Thanks for the concise read.


----------



## Lidman

Blaine Browning said:


> @New-berX , please do not listen to @Lidman. Quarterly estimated tax payments MAY be required. Not paying these may result in you paying penalties. Please contact an accountant.


whatever, I never had any problems filing annually. you do it your way I do it mine


----------



## Blaine Browning

Lidman said:


> whatever, I never had any problems filing annually. you do it your way I do it mine


Some people get away with murder... doesn't make it legal. You are availing yourself to fines and penalties. However, you may not always have to pay, there are some rules involved.


----------



## No-tippers-suck

Tax is the best option but they will also charge you.

I had one for 2011 and 2012 (not for Uber tho) and I was paying monthly $150 and still had to prepare my invoices and QuickBooks File. And for the yearly filing I had to pay another $1300 extra.

For 2013 I did it just by myself and please check the IRS website, in fact you find all basic information there %100 correct.

*As some others already posted : keep track of your mileage, 
use the 0.56 deduction and save 90% of your valuable time.*
Use the $0.56 UNLESS you drive a superexpensive car and your per mile cost is much higher than that.

parttimer : once per year is actually correct, unless you do it fulltime with a high income
(everybody knows that is not possible with gross $1.10/mile)

OH, I SEE I MIGHT BE WRONG that's why I marked it red and didn't delete it.

here is the link to the relevant IRS Page :

http://www.irs.com/articles/what-estimated-tax-and-who-does-it-apply

Everyone must pay taxes on the income they receive during the year, whether it is from a job, self-employment, or other sources. The IRS expects to receive tax payments as your income is earned, not just at the end of the year when you file a tax return. This is referred to as a "pay as you go" system.
While those who are employed will usually have taxes withheld from their paychecks and sent directly to the IRS, some people will need to make these tax payments on their own in the form of _Estimated Tax_.
*What Is Estimated Tax?*
Estimated tax is a method of paying tax on income that is not subject to withholding tax. This can include income from self-employment, business earnings, interest, rent, dividends and other sources.
The IRS requires estimated tax to be paid quarterly, typically in 4 equal installments. If you underpay your estimated tax, you will have to write a bigger check to the IRS when you file your tax return. If you overpay your estimated tax, you will receive the excess amount as a tax refund (similar to how withholding tax works).


----------



## CowboyMC

If you are part-time, I assume you have a W-2 job. Instead of doing estimated tax payments, you can adjust the W-2 tax withholding to cover both jobs.


----------



## CowboyMC

Lidman said:


> whatever, I never had any problems filing annually. you do it your way I do it mine


We have a pay as you go tax system. The IRS wants it's cut when you make the money. Each quarter, you must withhold at least 90% of what you owe. If you wait till then end of the year to pay, you could be subject to the underpayment penalty. Generally, you do not have to pay an underpayment penalty if either:
Your total tax is less than $1,000, or
You had no tax liability last year.

┄┄┄┄┄┄┄┄┄┄┄┄┄┄┄┄┄┄┄┄

» Exercise task 1: Transcribe part of the tax thread word for word. Begin at the words "For 2013 I did" and stop after "with gross $1.10/mile)".
The tax thread has nothing to do with the entries that follow it.

┄┄┄┄┄┄┄┄┄┄┄┄┄┄┄┄┄┄┄┄

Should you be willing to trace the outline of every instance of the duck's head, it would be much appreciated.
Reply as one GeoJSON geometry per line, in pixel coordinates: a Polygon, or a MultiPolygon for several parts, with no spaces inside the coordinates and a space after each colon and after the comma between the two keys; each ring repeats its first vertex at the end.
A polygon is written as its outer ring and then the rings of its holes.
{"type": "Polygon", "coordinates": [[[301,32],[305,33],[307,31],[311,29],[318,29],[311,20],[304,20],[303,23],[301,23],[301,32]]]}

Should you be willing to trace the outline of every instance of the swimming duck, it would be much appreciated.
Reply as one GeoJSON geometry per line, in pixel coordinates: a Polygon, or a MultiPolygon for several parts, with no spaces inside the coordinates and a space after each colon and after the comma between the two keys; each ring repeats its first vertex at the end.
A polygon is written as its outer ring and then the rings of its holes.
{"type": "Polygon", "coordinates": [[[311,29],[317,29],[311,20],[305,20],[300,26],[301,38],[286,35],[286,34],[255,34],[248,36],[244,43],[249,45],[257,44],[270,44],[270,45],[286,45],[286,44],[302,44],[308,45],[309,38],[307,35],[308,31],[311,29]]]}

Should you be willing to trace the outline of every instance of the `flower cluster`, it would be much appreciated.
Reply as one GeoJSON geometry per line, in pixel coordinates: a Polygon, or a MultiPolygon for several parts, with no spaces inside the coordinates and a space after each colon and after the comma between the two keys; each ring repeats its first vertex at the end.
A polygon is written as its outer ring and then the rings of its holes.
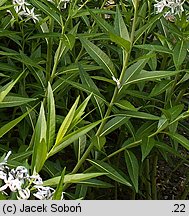
{"type": "MultiPolygon", "coordinates": [[[[26,0],[12,0],[12,3],[14,5],[15,12],[21,20],[24,19],[25,22],[27,22],[28,20],[33,20],[34,23],[39,21],[39,14],[35,14],[35,8],[32,7],[31,4],[26,2],[26,0]]],[[[11,13],[10,11],[8,12],[11,13]]]]}
{"type": "Polygon", "coordinates": [[[39,174],[30,176],[28,169],[24,166],[18,166],[15,169],[10,169],[7,166],[10,154],[9,151],[3,161],[0,162],[0,191],[5,195],[14,192],[17,199],[26,200],[31,195],[40,200],[52,199],[55,190],[51,187],[44,187],[39,174]]]}
{"type": "Polygon", "coordinates": [[[168,11],[164,14],[164,17],[175,15],[180,15],[184,11],[183,4],[185,0],[155,0],[156,4],[154,4],[154,8],[156,13],[161,13],[164,8],[168,9],[168,11]]]}

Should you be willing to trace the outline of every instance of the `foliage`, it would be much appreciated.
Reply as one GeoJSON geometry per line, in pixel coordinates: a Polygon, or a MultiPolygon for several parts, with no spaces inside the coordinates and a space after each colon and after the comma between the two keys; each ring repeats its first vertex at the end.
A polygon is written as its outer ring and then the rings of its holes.
{"type": "Polygon", "coordinates": [[[188,164],[188,2],[27,2],[0,1],[7,163],[53,199],[163,199],[159,162],[188,164]]]}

┄┄┄┄┄┄┄┄┄┄┄┄┄┄┄┄┄┄┄┄

» Exercise task 2: How many lines in the entries contain the string "appreciated"? Case counts. Give only the number.

» Exercise output 1:
For 2013 I did it just by myself and please check the IRS website, in fact you find all basic information there %100 correct.

*As some others already posted : keep track of your mileage, 
use the 0.56 deduction and save 90% of your valuable time.*
Use the $0.56 UNLESS you drive a superexpensive car and your per mile cost is much higher than that.

parttimer : once per year is actually correct, unless you do it fulltime with a high income
(everybody knows that is not possible with gross $1.10/mile)

» Exercise output 2: 4